● Supplied passage

▼

Myanmar, Thailand and Pakistan are completely different in historical evolution, national temperament, political, social, and cultural processes but have one common factor: their armies are both professional and intensely political. Significantly, over the past six months, the armies have faced protests to curb their intrusion into politics. The latest manifestation has been in Myanmar where the army staged a coup on February 1 and put political leaders, including the iconic Aung San Suu Kyi, into detention. Earlier, in Thailand, the youth launched unprecedented demonstrations, demanding that the monarchy redefine its role and refrain from legitimising military coups, as it had done in the past. The real target of the youth was the monarchy-army alliance. And, in Pakistan, the opposition parties picked up the courage to launch a movement denouncing the army’s manipulation of the political process.
The issue for India is whether the protests in these countries will succeed in reducing the political role of the armies.
While developments in Myanmar have attracted international attention, those in the other two countries did not do so in equal measure. This is because unlike the Myanmar coup, the other two armies’ interventions have not been, in the recent past, as dramatic. The Myanmar coup has been condemned by the western democracies and the ongoing protest movement will continue to receive support. However, the West has been traditionally indulgent towards the Pakistani and Thai armies.
The essential contemporary issue, particularly for India, is not the attitude of western democracies, though it exposes their hypocrisies. It is if the protests in these countries will succeed in reducing the political role of the armies.
Myanmar and Pakistan began as democracies after their independence from Britain. However, their democratic systems could not acquire stability. Pakistan came under direct military rule in 1958 when the army staged a coup and the Myanmar army gained direct control of the country when it also staged a coup in 1962. Thailand never lost its independent status, and from 1782, came under the rule of the Chakri dynasty after a devastating defeat by the Burmese. That loss is part of the Thai people’s consciousness. From 1932, the monarchy accepted a constitutional status. Theoretically, the country became democratic but the army, on numerous occasions, overthrew elected governments and the monarch always gave these moves legitimacy. The last Thai coup took place in 2014. All three armies projected their actions as necessary to protect their respective countries’ sovereignties; their peoples largely acquiesced.

▲

● Task 1
In the passage about the three armies, in what year did the army stage a coup that put Pakistan under direct military rule?
● Task 2
List every year mentioned in the passage about the three armies.
● Task 3
Reproduce the passage about the three armies word for word, between "The issue for" and "and Thai armies.", inclusive.

● Source information
▼

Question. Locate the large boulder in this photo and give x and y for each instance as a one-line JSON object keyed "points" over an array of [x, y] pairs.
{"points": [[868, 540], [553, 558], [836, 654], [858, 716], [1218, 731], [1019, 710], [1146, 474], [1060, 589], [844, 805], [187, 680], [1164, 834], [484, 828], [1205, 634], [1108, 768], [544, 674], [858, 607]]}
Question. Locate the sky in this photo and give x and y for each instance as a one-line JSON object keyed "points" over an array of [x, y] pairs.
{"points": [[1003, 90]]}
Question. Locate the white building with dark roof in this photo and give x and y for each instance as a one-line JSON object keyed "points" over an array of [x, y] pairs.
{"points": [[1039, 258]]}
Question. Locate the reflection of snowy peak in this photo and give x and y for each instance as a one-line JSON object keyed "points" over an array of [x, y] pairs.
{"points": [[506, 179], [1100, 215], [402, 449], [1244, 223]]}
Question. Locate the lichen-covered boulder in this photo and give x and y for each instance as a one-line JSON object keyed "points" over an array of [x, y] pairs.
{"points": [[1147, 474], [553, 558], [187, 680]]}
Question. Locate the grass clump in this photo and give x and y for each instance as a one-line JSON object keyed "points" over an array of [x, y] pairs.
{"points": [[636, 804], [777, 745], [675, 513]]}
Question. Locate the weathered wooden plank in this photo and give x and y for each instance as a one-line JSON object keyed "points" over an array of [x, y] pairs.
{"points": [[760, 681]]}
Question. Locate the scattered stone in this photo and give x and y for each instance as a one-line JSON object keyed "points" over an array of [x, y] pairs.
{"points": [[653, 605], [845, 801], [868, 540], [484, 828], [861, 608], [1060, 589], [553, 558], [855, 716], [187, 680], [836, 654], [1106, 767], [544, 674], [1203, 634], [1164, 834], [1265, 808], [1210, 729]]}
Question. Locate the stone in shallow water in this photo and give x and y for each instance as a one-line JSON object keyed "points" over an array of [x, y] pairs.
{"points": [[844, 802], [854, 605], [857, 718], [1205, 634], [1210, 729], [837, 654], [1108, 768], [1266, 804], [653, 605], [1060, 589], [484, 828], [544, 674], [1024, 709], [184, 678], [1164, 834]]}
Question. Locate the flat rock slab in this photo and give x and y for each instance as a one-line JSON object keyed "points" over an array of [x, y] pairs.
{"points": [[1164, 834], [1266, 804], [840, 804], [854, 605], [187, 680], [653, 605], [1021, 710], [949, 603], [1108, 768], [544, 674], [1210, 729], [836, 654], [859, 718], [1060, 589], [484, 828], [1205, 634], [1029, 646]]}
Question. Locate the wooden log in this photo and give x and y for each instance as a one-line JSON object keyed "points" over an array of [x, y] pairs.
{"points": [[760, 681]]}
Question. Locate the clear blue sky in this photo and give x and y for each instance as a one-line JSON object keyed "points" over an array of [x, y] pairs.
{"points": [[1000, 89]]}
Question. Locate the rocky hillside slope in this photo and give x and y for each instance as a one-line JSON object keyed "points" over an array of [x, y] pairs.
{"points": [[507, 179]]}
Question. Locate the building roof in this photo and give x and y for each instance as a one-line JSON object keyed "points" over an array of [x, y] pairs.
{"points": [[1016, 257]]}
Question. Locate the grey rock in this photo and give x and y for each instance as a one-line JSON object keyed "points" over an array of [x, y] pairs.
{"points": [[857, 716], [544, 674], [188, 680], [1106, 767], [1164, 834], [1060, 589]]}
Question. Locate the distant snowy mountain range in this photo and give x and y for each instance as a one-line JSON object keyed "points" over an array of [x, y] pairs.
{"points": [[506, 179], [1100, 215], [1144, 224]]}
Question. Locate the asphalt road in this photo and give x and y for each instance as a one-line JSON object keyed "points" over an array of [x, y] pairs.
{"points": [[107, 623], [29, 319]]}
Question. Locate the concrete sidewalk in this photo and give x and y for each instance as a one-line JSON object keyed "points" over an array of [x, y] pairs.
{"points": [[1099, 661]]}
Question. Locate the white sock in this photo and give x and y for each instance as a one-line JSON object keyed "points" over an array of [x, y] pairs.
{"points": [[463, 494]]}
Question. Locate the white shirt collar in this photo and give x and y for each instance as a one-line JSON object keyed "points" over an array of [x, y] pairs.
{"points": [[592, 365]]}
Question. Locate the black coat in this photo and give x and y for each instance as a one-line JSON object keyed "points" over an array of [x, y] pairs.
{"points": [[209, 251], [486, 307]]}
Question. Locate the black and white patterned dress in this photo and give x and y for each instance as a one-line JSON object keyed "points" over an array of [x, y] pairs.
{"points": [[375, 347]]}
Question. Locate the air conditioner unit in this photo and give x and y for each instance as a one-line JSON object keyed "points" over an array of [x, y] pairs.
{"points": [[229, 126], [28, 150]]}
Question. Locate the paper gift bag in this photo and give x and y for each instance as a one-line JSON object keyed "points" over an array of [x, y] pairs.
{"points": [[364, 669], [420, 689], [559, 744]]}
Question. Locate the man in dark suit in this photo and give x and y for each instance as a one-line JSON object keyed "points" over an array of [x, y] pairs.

▲

● Your solution 1
1958

● Your solution 2
1958, 1962, 1782, 1932, 2014

● Your solution 3
The issue for India is whether the protests in these countries will succeed in reducing the political role of the armies.
While developments in Myanmar have attracted international attention, those in the other two countries did not do so in equal measure. This is because unlike the Myanmar coup, the other two armies’ interventions have not been, in the recent past, as dramatic. The Myanmar coup has been condemned by the western democracies and the ongoing protest movement will continue to receive support. However, the West has been traditionally indulgent towards the Pakistani and Thai armies.